Writer Mark J. Perry quoted Ronald Bailey’s 2000 prediction that when Earth Day 60 comes in 2030, we will have “a much cleaner and much richer world, with less hunger and malnutrition, less poverty, and longer life expectancy, and with lower mineral and metal prices” – even though, he added, “There will be a disproportionately influential group of doomsters predicting that the future, and the present, never looked so bleak. In other words, the hype, hysteria and spectacularly wrong apocalyptic predictions will continue, promoted by the environmental grievance hustlers.”
Not all “scientists” agree on the assessments about Covid. Dr. Scott Atlas, a White House coronavirus task force member and a senior fellow at the Hoover Institution, said the claim that 90 percent of the population is susceptible to the virus is untrue because many people have T-cell immunity as well as antibodies. "It explains a lot about perhaps why children have very, very low risk from this, and explains perhaps why people in Asia didn’t have as much of a problem because they had prior coronavirus exposure," Atlas said. "We are not all susceptible to the infection, it looks very likely that at least three times that number of people [who test positive for COVID-19 antibodies] have immunity and perhaps even more. It depends when you do the antibody tests, because it’s transient."

[Referring expression pointing data]
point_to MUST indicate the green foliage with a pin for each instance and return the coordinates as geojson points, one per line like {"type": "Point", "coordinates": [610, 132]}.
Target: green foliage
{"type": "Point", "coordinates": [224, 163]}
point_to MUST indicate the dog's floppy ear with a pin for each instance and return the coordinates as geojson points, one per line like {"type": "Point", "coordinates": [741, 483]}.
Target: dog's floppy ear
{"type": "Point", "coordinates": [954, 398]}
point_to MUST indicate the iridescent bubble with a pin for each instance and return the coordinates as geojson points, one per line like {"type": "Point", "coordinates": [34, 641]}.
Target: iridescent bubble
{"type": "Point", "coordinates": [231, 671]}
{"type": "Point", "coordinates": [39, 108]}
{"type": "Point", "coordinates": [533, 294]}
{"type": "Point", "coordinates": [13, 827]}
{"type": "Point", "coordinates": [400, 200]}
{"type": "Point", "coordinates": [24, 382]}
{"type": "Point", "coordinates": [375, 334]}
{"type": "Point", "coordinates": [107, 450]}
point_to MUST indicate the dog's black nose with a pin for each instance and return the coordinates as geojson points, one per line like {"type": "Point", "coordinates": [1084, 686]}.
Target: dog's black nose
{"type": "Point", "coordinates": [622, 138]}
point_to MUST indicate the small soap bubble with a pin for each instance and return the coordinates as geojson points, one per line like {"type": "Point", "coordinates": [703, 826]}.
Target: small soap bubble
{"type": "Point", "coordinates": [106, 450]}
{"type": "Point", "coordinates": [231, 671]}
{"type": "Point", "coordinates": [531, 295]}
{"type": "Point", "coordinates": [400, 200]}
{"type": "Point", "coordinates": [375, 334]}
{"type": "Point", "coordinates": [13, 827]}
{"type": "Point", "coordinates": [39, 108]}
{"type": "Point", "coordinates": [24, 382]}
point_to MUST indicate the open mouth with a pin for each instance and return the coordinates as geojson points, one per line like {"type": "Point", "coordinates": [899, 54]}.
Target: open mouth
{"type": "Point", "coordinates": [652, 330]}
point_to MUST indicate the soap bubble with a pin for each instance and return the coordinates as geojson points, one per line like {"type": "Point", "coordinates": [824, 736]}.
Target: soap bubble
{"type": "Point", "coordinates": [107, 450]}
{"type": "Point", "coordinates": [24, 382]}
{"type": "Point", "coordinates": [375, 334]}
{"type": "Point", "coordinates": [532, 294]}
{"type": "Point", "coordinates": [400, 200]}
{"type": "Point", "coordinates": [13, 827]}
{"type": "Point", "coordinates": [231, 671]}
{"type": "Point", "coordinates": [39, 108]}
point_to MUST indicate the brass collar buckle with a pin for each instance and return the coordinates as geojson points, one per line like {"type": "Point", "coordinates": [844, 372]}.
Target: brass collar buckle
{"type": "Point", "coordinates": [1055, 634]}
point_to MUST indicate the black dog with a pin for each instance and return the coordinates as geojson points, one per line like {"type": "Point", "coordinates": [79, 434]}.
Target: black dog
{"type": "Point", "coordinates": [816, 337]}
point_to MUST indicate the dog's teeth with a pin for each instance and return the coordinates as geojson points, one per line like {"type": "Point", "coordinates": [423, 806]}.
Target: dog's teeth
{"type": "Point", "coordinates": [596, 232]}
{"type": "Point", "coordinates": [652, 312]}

* **Activity list**:
1. Answer these from the passage on doomsday predictions and Covid immunity:
(a) In what year does Ronald Bailey's prediction place Earth Day 60?
(b) At which institution is Dr. Scott Atlas a senior fellow?
(c) What share of the population does the claim that Atlas calls untrue say is susceptible to the virus?
2. Please continue the passage on doomsday predictions and Covid immunity from where it stops.
The material plays no part in any of this.

* **Answers below**:
1.
(a) 2030
(b) The Hoover Institution
(c) 90 percent

2.
"This is a failure of the public health officials who have not come forward with all the knowledge that we have learned. The data is out there, and we don’t all have to be paralyzed with fear. We have to do very, very diligent protection of the people who are vulnerable, and those are usually older people with other comorbidities, and we need to open because we know the harms of not opening,” Dr. Atlas said.
If the doctors and scientists disagree, then how do we know what is true and what is false? With so many false positives, and the deaths of so many elderly wrongly attributed to Covid, how can there be such a thing as a positivity rate? How can anything be called “science” if it is not true?
The declarations of the “scientists” should not be taken as gospel. The modern day Ehrlichs – who are politicians, not just doctors – want us to give up our freedoms and ruin countless businesses and put tens of millions of Americans out of work because of “facts” about a virus with a 99.6 percent survival rate.
Does this make any more sense than anything Paul Ehrlich has said?